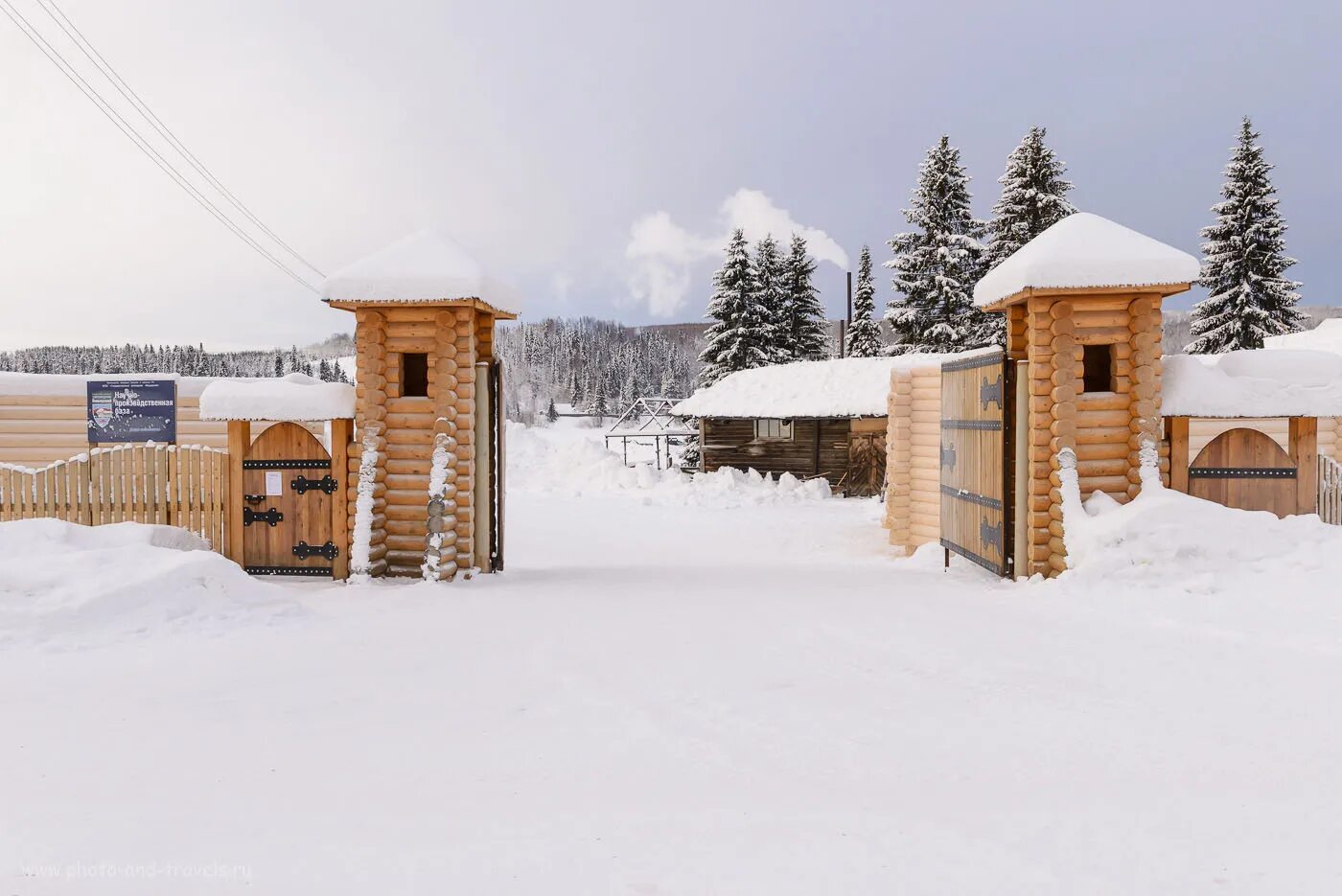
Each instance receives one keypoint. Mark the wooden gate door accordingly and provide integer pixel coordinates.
(975, 462)
(866, 473)
(1245, 469)
(288, 493)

WHAT TO PRODUCE ▸
Copy the text of each item above word for word, leaving out the pictures.

RESULT OF THIS EXERCISE ▸
Each instance receives one keypoint. Mark the wooden gate door accordingly and provide integer pixel coordinates.
(975, 462)
(866, 473)
(1245, 469)
(288, 493)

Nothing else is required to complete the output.